▶ _PROBLEM DESCRIPTION_: Return the records exactly, keeping every line as it is.

Stored items from a collection
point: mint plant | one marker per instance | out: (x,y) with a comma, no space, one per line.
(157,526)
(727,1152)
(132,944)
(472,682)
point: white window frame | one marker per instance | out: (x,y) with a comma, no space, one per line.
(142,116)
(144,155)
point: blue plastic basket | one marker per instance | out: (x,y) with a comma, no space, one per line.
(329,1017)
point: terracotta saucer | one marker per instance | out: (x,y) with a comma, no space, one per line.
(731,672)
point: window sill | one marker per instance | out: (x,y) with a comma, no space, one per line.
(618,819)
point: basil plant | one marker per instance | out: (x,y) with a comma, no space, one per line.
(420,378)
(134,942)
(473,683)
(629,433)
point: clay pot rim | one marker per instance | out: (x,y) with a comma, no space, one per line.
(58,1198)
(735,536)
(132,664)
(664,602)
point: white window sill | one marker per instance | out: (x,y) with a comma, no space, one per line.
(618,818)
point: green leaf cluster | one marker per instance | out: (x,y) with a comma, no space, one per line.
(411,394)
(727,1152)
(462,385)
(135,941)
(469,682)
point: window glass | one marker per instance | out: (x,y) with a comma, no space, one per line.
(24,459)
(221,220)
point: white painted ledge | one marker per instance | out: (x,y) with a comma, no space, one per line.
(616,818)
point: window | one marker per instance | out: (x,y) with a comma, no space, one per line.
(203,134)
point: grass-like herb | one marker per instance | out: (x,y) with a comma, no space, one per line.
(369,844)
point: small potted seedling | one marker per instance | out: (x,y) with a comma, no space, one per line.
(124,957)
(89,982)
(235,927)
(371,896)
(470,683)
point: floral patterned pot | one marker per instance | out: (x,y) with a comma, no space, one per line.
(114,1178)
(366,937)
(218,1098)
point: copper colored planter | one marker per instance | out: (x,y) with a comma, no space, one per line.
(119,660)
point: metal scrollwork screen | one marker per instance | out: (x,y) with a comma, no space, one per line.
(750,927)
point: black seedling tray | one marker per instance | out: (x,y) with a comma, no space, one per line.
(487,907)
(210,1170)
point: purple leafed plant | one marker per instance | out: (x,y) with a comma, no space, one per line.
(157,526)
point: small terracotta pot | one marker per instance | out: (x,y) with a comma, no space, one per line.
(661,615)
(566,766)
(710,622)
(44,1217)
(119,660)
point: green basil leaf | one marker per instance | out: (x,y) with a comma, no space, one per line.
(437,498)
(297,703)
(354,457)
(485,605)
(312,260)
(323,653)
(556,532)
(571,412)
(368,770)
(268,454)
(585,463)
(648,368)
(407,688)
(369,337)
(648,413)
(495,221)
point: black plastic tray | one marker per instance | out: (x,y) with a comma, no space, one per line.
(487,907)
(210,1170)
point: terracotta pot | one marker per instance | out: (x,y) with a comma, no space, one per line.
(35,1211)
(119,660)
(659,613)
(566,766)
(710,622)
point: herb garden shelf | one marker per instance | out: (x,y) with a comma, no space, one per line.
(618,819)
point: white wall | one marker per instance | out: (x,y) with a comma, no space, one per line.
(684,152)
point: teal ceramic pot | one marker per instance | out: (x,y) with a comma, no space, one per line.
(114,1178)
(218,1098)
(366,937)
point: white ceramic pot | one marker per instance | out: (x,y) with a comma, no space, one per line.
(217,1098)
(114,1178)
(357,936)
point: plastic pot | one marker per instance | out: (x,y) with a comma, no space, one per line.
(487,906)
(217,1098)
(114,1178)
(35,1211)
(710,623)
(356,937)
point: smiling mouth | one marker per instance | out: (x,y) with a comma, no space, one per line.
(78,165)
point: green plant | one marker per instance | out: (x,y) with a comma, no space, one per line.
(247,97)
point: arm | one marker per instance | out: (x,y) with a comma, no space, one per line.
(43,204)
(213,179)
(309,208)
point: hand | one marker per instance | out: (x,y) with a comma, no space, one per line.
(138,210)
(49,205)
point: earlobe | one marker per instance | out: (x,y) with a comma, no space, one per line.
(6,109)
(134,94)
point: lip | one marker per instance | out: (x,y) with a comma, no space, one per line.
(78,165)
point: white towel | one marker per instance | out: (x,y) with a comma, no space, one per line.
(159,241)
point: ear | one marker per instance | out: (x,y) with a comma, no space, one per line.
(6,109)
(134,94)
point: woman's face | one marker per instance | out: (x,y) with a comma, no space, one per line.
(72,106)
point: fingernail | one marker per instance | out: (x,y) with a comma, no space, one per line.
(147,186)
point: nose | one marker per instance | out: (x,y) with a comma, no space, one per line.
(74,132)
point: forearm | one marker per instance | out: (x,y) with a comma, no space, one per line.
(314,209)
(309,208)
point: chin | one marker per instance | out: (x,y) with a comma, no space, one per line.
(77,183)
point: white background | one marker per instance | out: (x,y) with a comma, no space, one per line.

▶ _SOLUTION TO THIS EXERCISE_:
point: mint plant | one marker per instance | out: (x,y) with a comma, no space, one per line.
(157,526)
(727,1152)
(132,944)
(472,682)
point: white window frame | one marker per instance | out: (x,y) with a comma, no space, one per line.
(142,116)
(144,155)
point: blue plastic basket | one marker per instance | out: (x,y) with a comma, no space, one per line.
(329,1017)
point: terracotta saucer | one marker per instance | out: (x,y) with a comma, no space, one per line.
(731,672)
point: window sill | one marker per instance | out: (x,y) with a comma, no space, one per line.
(618,819)
point: basil plant | one marker per instance | out: (x,y) with a comma, no space, one per line.
(420,378)
(134,942)
(473,683)
(629,433)
point: clay pot rim | one marker per instance | out: (x,y) with a comma, no space, one per line.
(58,1198)
(735,536)
(132,664)
(664,602)
point: white window sill | one marker per instance | out: (x,y) with a comma, no space, one per line.
(618,818)
point: green leaf cluster | one marker per instance | out: (x,y) with a comma, no space, one per line.
(411,394)
(727,1152)
(462,385)
(135,941)
(469,682)
point: window glass | one marker per instance | out: (x,y) with a comma, no space, one per line.
(24,459)
(221,220)
point: white painted ledge | one marker per instance | out: (x,y) with a comma, no space, one per line.
(616,818)
point: window | one marker per instance | out: (x,y) with a comma, no space, one per line.
(203,134)
point: grass-like herb | one marker per instance | out: (x,y) with a comma, no space, one per line.
(369,844)
point: small potted seedling | one marker per instance | out: (x,y) with a comma, no space, one per line.
(124,957)
(89,982)
(235,927)
(371,896)
(470,683)
point: floral patterned pot | one marker per instance | out: (x,y) with a comma, no space, one per line.
(114,1178)
(366,937)
(218,1098)
point: copper colored planter | one marker per instance | out: (x,y) with a comma, no space, one per line.
(119,660)
point: metal scrollwork screen | one marker per instance | out: (x,y) with a comma, no space, one per line.
(750,927)
point: black seedling tray | one marker per instance | out: (x,y) with a comma, no space, one per line.
(487,907)
(210,1170)
point: purple leafed plant | one marker per instance | out: (x,y) with a comma, no space, one per line.
(157,526)
point: small terracotta pot | one marker per instance | out: (x,y) with a comma, no space, one per line.
(661,615)
(566,766)
(710,622)
(44,1217)
(119,660)
point: green basil leaf | one marker per instance | out: (x,y) with a comma, no space, one per line.
(437,498)
(297,703)
(354,457)
(485,605)
(312,260)
(323,653)
(556,532)
(571,412)
(368,770)
(268,454)
(585,463)
(648,368)
(407,688)
(369,337)
(648,413)
(495,221)
point: black plastic tray | one marker per instance | out: (x,y) with a comma, no space, one per line.
(487,907)
(210,1170)
point: terracotta pot | one marker per instance | out: (x,y) with a comma, no space, one per line.
(35,1211)
(119,660)
(659,613)
(566,766)
(710,622)
point: herb garden shelf | one marker per instance | out: (x,y) with a comma, no space, one per line.
(618,819)
point: white wall | one marker per instance | out: (x,y) with a comma, no space, one per line.
(684,152)
point: teal ceramic pot | one marker per instance | out: (x,y) with a comma, no space, one per line.
(114,1178)
(218,1098)
(366,937)
point: white ceramic pot | one marker per instance | out: (x,y) with a comma, no space, one per line.
(217,1098)
(114,1178)
(357,936)
point: plastic pot | one marker per instance | out: (x,y) with a comma, no space, one per line.
(487,906)
(217,1098)
(114,1178)
(35,1211)
(710,623)
(356,937)
point: smiling mouth | one marker per instance | out: (x,y) with a comma, no space, one per line.
(78,165)
point: green plant | one marker per instance | out: (x,y) with a comma, no space, one per line.
(247,97)
point: arm | one marker per instance | out: (x,y) with a comma, no space, one per line.
(43,204)
(213,179)
(309,208)
point: hand | one marker per instance | out: (x,y) with a comma, no space, one per line.
(138,210)
(49,205)
point: earlobe | one marker per instance | out: (x,y) with a comma, no space, one per line.
(6,109)
(134,94)
point: lip | one marker per instance | out: (x,y) with a comma, no space, one per line.
(78,165)
point: white towel | one marker per instance | out: (x,y) with a comma, no space, one per line.
(159,241)
point: ear | one marker per instance | out: (x,y) with a comma, no space, one per line.
(6,109)
(134,94)
point: woman's face | one marker per instance | out: (x,y) with a comma, no space, one per line.
(72,106)
point: fingernail | one marker per instance | out: (x,y) with a comma, no space, one per line.
(147,186)
point: nose | one marker per instance | out: (x,y) with a comma, no space, one per line.
(74,132)
point: forearm | one marker per instance | out: (x,y) with a comma, no space, one per line.
(314,209)
(309,208)
point: chin | one marker per instance | out: (x,y) with a comma, no space, one per line.
(77,183)
point: white background | one marker per instance | out: (x,y) with a comma, no space, one per line.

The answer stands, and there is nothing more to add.